# What to do
Which lines of the entries below contain the string "pole"? Copy each one.

>>

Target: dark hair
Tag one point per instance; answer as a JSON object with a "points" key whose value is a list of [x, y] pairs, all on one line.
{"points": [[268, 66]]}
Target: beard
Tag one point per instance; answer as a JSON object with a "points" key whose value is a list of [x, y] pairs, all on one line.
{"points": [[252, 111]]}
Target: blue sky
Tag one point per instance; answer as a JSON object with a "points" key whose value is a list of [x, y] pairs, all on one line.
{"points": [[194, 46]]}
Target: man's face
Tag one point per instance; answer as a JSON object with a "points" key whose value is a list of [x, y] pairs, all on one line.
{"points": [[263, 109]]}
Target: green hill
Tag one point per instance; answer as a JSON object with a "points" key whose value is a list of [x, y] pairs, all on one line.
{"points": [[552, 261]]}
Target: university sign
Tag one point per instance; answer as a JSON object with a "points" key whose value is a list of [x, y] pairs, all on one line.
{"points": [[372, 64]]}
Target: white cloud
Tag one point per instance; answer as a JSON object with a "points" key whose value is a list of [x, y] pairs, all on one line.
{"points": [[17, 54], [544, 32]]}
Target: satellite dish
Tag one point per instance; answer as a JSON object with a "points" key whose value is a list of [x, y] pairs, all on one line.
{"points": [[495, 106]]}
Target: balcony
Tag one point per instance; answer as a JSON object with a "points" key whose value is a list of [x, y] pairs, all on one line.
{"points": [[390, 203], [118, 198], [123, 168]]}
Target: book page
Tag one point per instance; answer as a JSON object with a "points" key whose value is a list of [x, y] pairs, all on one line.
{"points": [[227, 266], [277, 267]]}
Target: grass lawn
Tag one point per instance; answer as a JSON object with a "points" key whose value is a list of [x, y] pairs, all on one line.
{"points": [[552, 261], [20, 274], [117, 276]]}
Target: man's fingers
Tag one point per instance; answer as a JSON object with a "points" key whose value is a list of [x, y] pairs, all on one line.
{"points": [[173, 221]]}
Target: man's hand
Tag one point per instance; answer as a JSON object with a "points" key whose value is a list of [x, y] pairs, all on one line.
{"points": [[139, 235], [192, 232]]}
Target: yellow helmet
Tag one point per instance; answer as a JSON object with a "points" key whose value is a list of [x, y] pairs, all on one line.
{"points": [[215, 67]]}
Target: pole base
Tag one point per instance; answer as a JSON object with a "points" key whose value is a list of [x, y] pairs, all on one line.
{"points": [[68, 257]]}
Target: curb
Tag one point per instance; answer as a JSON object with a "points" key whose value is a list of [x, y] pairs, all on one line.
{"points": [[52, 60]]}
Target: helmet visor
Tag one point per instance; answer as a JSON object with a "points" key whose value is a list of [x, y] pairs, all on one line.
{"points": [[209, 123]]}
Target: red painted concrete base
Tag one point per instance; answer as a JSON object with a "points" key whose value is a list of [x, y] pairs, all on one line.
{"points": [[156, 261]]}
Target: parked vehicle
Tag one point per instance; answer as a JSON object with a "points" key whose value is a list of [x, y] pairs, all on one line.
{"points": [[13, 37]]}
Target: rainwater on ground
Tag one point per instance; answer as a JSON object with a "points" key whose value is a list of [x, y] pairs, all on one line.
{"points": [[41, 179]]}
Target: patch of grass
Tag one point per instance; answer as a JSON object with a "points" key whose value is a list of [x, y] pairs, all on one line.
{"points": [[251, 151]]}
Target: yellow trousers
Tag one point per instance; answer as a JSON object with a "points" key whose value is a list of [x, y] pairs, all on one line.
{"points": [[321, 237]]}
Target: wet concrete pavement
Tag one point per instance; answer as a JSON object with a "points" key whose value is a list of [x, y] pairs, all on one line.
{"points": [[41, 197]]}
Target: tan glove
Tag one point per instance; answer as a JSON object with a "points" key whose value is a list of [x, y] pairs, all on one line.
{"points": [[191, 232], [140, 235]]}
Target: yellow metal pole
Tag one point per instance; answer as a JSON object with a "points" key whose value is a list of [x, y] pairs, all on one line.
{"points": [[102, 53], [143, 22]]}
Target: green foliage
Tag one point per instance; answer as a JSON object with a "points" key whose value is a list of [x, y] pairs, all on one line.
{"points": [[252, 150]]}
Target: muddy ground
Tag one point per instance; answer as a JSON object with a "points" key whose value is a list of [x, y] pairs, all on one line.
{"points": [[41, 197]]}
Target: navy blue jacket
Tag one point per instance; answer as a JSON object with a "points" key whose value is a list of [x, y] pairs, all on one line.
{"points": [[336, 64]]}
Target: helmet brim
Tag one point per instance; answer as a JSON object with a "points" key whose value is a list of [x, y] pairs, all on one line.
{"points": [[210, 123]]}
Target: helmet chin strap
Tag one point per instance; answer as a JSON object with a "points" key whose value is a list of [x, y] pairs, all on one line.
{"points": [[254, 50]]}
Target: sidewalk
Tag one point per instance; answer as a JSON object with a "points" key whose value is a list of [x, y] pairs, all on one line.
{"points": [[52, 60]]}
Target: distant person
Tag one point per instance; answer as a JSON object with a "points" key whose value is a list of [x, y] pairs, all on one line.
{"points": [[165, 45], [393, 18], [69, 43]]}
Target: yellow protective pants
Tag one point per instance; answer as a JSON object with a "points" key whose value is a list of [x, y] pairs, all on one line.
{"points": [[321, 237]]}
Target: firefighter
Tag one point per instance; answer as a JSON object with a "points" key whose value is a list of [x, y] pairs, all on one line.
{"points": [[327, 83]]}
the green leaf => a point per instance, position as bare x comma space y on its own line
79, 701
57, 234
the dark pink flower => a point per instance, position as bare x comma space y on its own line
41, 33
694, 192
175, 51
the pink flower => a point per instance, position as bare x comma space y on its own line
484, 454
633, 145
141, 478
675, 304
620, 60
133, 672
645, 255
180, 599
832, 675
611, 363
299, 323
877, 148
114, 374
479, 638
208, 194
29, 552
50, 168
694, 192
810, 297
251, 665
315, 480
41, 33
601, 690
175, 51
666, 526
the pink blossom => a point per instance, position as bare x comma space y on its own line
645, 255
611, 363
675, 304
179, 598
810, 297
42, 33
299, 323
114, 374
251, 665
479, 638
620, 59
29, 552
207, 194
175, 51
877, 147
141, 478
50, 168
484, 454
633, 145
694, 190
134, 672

<<

# Expected answer
Target: pole base
Target: yellow metal pole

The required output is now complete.